Céline amava i prigioieri, gli ammalati e gli animali, perché di solito stare dritti e camminare sono una premessa per le peggiori mascalzonate. Guerre (Gallimard, 2022) comincia così, con la bocca semiaperta e l’orecchio sanguinante del fante Ferdinand incollati a terra. È stato colpito da una pallottola tedesca durante una missione ed è così che la guerra – dice nella prima pagina del romanzo – gli è entrata definitivamente nella testa, «dentro di me facevo più rumore di una battaglia». Il racconto continua con la convalescenza di Ferdinand nell’ospedale militare di Peurdu-sur-la-Lys, nelle Fiandre, lunghi periodi a letto intervallati da qualche fuga in città e dal concerto che si porta dentro: «tutti gli ingranaggi, tutte le carni, tutte le idee della terra erano compresse insieme, nel rumore in fondo alla mia testa». La vita di Ferdinand è un quotidiano e faticoso esercizio per mettersi nuovamente in corrispondenza con il mondo.
Ho sentito le campane delle nove e poi c’è stato un colpo di cannone non lontano e poi un altro, e poi niente. Tranne il solito treno di carri che rotolano e poi la cavalleria e l’immane sussurro dei piedi dei fanti che si alza lungo le mura quando passa un battaglione. Un fischio alla stazione. Ho dovuto sistemare tutto nella mia testa prima di poter dormire, ho dovuto aggrapparmi saldamente al cuscino con entrambe le mani, ho teso la mia forza di volontà, ho allontanato l’ansia di non dormire mai più, ho aggregato i miei stessi rumori, tutta la batteria delle mie orecchie, con quelli là fuori e a poco a poco riesco a fare un’ora, due, tre, inconsciamente, come si solleva un peso enorme che lasciamo cadere.

Compiti richiesti =
a) Secondo il testo su Guerre di Céline, in quale ospedale militare trascorre la convalescenza Ferdinand?
b) Trascrivi dal testo su Guerre il passo che inizia con le parole "Ho sentito le" e si chiude dopo le parole "che lasciamo cadere.".

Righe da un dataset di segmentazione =
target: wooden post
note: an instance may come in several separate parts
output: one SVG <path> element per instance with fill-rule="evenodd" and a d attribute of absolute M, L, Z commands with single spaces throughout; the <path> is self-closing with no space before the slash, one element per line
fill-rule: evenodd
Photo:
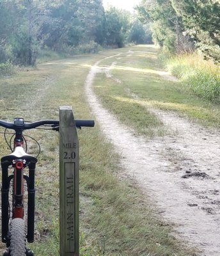
<path fill-rule="evenodd" d="M 79 256 L 79 141 L 71 107 L 59 108 L 59 255 Z"/>

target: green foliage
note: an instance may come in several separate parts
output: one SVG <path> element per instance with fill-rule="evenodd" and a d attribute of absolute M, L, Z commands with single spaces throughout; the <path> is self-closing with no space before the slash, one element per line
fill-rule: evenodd
<path fill-rule="evenodd" d="M 192 52 L 220 61 L 220 2 L 216 0 L 143 0 L 139 18 L 152 23 L 154 42 L 165 51 Z"/>
<path fill-rule="evenodd" d="M 147 25 L 135 20 L 130 29 L 129 41 L 136 44 L 152 44 L 152 33 Z"/>
<path fill-rule="evenodd" d="M 168 67 L 193 93 L 220 103 L 219 66 L 194 54 L 175 58 L 168 62 Z"/>
<path fill-rule="evenodd" d="M 96 53 L 101 50 L 102 47 L 94 41 L 90 41 L 89 44 L 80 44 L 73 49 L 74 54 L 84 53 Z"/>
<path fill-rule="evenodd" d="M 7 61 L 5 63 L 0 63 L 0 76 L 12 75 L 15 72 L 15 67 L 10 61 Z"/>
<path fill-rule="evenodd" d="M 114 7 L 106 12 L 106 44 L 121 48 L 123 46 L 122 13 Z"/>
<path fill-rule="evenodd" d="M 0 1 L 0 63 L 36 63 L 40 50 L 68 54 L 150 42 L 149 26 L 102 0 Z"/>

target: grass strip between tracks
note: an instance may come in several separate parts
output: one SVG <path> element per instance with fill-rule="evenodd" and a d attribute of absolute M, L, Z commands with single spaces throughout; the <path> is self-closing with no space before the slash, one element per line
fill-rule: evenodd
<path fill-rule="evenodd" d="M 86 76 L 97 60 L 118 52 L 44 63 L 1 79 L 1 119 L 57 119 L 59 106 L 64 105 L 73 107 L 77 118 L 92 118 L 83 88 Z M 29 134 L 42 146 L 36 179 L 36 242 L 31 248 L 36 255 L 58 255 L 58 134 L 39 130 Z M 171 235 L 171 227 L 153 212 L 136 185 L 121 178 L 120 156 L 98 125 L 79 131 L 79 138 L 81 255 L 193 255 Z M 29 143 L 30 153 L 36 154 L 34 142 Z M 6 154 L 3 138 L 0 148 L 1 155 Z"/>

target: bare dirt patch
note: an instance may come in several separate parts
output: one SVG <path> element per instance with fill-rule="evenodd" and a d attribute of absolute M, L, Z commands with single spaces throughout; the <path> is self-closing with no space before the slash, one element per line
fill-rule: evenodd
<path fill-rule="evenodd" d="M 219 132 L 149 106 L 170 132 L 152 140 L 134 136 L 92 90 L 100 61 L 88 76 L 86 92 L 103 132 L 122 156 L 125 172 L 150 195 L 155 212 L 173 224 L 176 236 L 198 248 L 200 255 L 219 255 Z"/>

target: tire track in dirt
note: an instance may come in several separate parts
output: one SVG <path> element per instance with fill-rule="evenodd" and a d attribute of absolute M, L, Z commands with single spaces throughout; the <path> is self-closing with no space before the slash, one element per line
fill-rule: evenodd
<path fill-rule="evenodd" d="M 151 108 L 172 135 L 150 140 L 134 136 L 102 107 L 93 92 L 94 78 L 102 72 L 98 66 L 102 60 L 91 68 L 86 93 L 103 132 L 122 155 L 125 172 L 146 191 L 157 212 L 173 223 L 177 236 L 198 248 L 200 255 L 219 255 L 219 133 Z M 184 175 L 188 179 L 182 178 Z"/>

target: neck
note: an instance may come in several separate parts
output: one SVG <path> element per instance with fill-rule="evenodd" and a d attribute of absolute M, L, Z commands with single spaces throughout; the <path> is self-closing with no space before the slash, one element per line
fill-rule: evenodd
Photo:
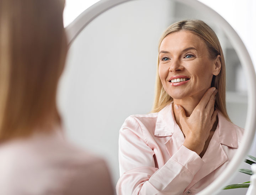
<path fill-rule="evenodd" d="M 186 97 L 181 99 L 174 99 L 173 106 L 174 106 L 176 104 L 180 105 L 184 108 L 186 116 L 187 117 L 190 117 L 207 90 L 207 89 L 200 91 L 196 95 Z M 178 114 L 177 113 L 176 109 L 173 109 L 173 111 L 176 122 L 182 130 L 180 122 L 180 117 Z"/>

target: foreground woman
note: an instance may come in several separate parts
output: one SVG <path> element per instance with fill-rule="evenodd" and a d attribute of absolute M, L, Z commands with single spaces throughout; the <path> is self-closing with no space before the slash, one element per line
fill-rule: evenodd
<path fill-rule="evenodd" d="M 118 195 L 194 194 L 223 171 L 241 139 L 227 113 L 224 58 L 211 28 L 177 22 L 159 49 L 153 113 L 130 116 L 120 130 Z"/>
<path fill-rule="evenodd" d="M 0 194 L 112 195 L 104 161 L 69 143 L 57 107 L 62 0 L 0 0 Z"/>

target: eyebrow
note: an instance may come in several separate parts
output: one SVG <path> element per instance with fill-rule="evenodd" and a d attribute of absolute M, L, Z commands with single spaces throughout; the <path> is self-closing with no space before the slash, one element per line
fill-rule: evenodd
<path fill-rule="evenodd" d="M 187 48 L 183 49 L 182 50 L 182 52 L 184 52 L 184 51 L 186 51 L 188 50 L 190 50 L 191 49 L 193 49 L 194 50 L 197 50 L 197 49 L 193 47 L 190 47 L 190 48 Z M 170 52 L 169 52 L 169 51 L 166 51 L 161 50 L 160 51 L 160 52 L 159 52 L 159 54 L 160 54 L 160 53 L 164 53 L 164 54 L 169 54 Z"/>

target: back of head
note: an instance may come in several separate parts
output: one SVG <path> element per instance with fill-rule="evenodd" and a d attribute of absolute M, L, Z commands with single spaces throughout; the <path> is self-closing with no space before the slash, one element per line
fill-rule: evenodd
<path fill-rule="evenodd" d="M 59 123 L 64 0 L 0 0 L 0 140 Z"/>
<path fill-rule="evenodd" d="M 221 69 L 217 76 L 213 76 L 211 87 L 215 87 L 218 90 L 216 95 L 215 107 L 222 113 L 229 121 L 226 107 L 226 72 L 224 55 L 220 44 L 217 35 L 212 29 L 203 21 L 197 20 L 185 20 L 177 22 L 166 28 L 162 34 L 159 45 L 169 34 L 181 30 L 188 31 L 198 36 L 206 44 L 211 59 L 215 59 L 218 55 L 220 56 Z M 159 54 L 158 57 L 158 70 L 159 67 Z M 173 100 L 165 91 L 157 72 L 156 79 L 155 96 L 152 112 L 159 112 Z"/>

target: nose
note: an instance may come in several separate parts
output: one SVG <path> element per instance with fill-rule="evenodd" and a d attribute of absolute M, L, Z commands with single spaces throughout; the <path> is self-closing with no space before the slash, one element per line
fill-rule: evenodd
<path fill-rule="evenodd" d="M 170 64 L 169 72 L 176 72 L 182 71 L 184 68 L 178 59 L 173 59 Z"/>

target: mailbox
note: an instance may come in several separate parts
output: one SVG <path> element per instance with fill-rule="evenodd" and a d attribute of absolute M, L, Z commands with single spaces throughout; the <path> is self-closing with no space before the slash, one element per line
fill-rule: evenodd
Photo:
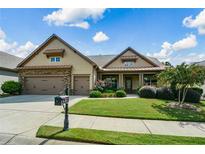
<path fill-rule="evenodd" d="M 69 96 L 56 96 L 54 103 L 56 106 L 62 106 L 64 104 L 67 104 L 68 102 L 69 102 Z"/>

Risposte ai compiti =
a) Nell'ospedale militare di Peurdu-sur-la-Lys, nelle Fiandre.

b)
Ho sentito le campane delle nove e poi c’è stato un colpo di cannone non lontano e poi un altro, e poi niente. Tranne il solito treno di carri che rotolano e poi la cavalleria e l’immane sussurro dei piedi dei fanti che si alza lungo le mura quando passa un battaglione. Un fischio alla stazione. Ho dovuto sistemare tutto nella mia testa prima di poter dormire, ho dovuto aggrapparmi saldamente al cuscino con entrambe le mani, ho teso la mia forza di volontà, ho allontanato l’ansia di non dormire mai più, ho aggregato i miei stessi rumori, tutta la batteria delle mie orecchie, con quelli là fuori e a poco a poco riesco a fare un’ora, due, tre, inconsciamente, come si solleva un peso enorme che lasciamo cadere.